▶ WHAT YOU SHOULD DO
In the records below, locate the line containing "Category: white ceramic mug", then extract it and all following lines exactly, ending with the last line.

▶ RECORDS FOR THIS TASK
=== Begin Enclosure ===

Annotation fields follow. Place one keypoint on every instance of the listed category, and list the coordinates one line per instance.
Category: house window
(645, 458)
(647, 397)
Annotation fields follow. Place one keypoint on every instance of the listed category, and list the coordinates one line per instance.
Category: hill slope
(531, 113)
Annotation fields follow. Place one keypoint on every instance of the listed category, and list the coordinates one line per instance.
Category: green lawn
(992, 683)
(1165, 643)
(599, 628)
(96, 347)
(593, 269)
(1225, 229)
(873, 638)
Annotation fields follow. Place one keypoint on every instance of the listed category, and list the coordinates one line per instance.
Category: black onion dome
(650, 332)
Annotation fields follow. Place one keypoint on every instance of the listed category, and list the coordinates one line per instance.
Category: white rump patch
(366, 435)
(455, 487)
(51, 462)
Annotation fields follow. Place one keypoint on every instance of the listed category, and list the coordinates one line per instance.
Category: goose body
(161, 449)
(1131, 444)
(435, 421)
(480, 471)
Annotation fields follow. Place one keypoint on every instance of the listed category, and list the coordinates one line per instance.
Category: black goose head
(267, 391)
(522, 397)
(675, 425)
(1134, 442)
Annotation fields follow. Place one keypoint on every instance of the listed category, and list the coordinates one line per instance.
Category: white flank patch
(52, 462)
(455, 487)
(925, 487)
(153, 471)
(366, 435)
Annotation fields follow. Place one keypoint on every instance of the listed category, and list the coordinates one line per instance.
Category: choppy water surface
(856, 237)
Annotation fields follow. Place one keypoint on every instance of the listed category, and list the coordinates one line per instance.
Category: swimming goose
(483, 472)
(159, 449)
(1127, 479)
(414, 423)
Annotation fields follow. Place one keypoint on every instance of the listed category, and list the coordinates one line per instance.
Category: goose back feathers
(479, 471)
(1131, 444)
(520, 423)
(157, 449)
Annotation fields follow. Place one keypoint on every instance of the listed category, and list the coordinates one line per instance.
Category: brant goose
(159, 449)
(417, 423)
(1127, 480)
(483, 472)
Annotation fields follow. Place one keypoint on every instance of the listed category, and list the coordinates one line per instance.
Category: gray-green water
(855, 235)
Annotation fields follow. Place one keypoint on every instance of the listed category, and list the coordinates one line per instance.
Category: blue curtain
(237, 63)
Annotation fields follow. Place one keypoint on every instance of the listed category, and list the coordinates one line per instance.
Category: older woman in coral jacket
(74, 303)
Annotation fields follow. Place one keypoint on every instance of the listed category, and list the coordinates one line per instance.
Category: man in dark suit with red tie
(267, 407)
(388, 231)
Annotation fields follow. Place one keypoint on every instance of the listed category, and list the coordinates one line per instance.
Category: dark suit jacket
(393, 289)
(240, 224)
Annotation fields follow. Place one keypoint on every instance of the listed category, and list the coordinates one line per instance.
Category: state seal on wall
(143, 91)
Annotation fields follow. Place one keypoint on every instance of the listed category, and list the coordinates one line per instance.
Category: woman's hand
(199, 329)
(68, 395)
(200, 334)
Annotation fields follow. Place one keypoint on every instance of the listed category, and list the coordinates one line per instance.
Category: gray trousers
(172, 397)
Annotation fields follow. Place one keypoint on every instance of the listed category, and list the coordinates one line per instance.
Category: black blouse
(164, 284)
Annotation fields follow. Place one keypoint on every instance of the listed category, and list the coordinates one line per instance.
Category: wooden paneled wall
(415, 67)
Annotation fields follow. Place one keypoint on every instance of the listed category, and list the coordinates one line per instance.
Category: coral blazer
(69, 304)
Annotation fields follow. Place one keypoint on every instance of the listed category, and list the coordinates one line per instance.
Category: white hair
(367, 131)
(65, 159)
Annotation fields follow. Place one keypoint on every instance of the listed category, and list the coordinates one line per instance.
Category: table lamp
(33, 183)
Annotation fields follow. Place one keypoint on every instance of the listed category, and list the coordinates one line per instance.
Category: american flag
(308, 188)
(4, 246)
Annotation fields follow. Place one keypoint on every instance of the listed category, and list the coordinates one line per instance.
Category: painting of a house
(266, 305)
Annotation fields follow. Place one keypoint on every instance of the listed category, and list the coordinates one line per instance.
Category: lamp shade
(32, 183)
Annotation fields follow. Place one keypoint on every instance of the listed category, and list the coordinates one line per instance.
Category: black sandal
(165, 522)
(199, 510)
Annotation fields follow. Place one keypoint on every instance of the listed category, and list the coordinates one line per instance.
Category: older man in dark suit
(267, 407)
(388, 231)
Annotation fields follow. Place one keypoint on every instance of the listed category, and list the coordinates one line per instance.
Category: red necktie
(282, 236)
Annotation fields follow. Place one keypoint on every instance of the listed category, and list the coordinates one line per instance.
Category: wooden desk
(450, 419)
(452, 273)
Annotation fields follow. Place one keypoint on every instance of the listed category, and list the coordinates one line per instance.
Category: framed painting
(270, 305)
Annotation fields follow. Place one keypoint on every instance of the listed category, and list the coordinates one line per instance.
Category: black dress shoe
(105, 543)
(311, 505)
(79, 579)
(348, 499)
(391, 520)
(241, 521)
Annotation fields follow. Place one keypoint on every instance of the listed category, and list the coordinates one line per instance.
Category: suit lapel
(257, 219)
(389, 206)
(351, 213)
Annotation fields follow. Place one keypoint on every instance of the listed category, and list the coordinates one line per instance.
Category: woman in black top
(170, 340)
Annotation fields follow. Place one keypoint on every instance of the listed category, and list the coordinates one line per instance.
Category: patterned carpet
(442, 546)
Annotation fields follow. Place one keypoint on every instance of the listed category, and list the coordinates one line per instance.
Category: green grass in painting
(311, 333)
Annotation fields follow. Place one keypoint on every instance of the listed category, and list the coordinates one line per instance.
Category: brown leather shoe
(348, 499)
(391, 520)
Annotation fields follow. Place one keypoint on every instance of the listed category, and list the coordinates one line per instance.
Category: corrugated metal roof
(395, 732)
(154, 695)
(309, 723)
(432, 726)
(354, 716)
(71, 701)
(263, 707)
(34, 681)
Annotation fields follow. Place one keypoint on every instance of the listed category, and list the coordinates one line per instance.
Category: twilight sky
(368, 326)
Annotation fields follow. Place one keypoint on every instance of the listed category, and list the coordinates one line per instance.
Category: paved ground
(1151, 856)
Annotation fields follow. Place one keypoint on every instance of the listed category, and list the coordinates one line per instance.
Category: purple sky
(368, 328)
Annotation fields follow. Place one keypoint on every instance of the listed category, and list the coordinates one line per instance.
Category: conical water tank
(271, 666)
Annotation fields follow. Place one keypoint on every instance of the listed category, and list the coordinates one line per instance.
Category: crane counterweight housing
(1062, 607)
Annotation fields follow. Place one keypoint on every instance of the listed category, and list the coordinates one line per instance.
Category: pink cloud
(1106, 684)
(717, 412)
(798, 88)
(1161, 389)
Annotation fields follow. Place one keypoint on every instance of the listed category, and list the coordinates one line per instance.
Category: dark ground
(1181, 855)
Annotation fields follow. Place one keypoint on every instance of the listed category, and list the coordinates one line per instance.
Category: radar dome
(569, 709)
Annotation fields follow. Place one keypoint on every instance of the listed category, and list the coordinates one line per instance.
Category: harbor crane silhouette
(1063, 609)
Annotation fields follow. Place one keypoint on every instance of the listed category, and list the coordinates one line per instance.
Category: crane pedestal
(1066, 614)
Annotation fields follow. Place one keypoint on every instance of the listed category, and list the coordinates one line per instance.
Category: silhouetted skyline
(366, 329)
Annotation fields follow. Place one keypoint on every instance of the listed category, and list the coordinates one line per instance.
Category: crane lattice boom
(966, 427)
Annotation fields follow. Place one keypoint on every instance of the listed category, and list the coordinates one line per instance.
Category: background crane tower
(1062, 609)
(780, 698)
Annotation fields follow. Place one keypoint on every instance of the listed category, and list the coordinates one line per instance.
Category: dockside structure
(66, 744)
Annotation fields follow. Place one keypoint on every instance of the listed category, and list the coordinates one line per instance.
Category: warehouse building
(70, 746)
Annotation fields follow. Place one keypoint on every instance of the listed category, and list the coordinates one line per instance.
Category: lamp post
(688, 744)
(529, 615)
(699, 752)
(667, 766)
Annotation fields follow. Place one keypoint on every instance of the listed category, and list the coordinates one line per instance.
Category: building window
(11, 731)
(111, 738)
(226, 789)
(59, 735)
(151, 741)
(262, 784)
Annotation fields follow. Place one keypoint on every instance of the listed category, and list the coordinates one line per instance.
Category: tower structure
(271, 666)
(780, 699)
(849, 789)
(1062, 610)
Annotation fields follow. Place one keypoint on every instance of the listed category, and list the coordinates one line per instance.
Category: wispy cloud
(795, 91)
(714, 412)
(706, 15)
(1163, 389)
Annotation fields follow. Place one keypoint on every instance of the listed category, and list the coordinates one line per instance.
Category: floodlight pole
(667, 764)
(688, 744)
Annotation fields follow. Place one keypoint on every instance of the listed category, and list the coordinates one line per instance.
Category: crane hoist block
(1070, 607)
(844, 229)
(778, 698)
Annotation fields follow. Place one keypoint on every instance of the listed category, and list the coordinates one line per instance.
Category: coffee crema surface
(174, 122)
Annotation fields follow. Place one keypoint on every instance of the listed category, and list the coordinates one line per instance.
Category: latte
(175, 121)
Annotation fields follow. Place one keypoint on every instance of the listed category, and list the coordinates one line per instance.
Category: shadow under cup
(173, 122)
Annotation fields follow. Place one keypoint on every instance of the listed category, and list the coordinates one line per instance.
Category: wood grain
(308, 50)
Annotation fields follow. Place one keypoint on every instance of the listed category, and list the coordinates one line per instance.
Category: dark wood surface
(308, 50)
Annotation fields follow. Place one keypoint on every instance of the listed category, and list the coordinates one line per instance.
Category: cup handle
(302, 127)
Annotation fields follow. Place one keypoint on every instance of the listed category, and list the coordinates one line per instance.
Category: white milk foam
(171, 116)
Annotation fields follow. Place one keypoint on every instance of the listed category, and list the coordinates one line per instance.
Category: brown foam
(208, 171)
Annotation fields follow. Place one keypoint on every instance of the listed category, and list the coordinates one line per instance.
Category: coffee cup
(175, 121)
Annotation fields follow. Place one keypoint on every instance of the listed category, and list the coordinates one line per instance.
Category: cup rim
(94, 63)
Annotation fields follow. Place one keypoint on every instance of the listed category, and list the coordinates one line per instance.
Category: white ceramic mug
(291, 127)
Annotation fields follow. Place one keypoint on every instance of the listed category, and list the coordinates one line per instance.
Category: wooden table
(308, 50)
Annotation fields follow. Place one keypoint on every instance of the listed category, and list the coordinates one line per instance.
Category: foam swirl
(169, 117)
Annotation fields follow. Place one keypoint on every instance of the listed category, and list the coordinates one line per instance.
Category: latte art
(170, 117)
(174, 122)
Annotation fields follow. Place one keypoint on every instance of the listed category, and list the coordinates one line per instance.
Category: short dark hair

=== End Enclosure ===

▶ WRITTEN RESPONSE
Category: white ceramic mug
(291, 127)
Annotation fields follow. Place one keypoint on every instance of the listed category, and list the coordinates one line per instance.
Category: wooden table
(308, 50)
Annotation fields follow. Place one keypoint on every instance of the listed category, and list the coordinates one line per instance.
Category: foam swirl
(169, 117)
Annotation fields follow. Place one keypoint on every instance of the listed category, and list the coordinates one line per instance.
Category: latte art
(170, 117)
(174, 122)
Annotation fields follow. Place one keypoint on every instance of the listed category, and list the coordinates one line per instance.
Category: short dark hair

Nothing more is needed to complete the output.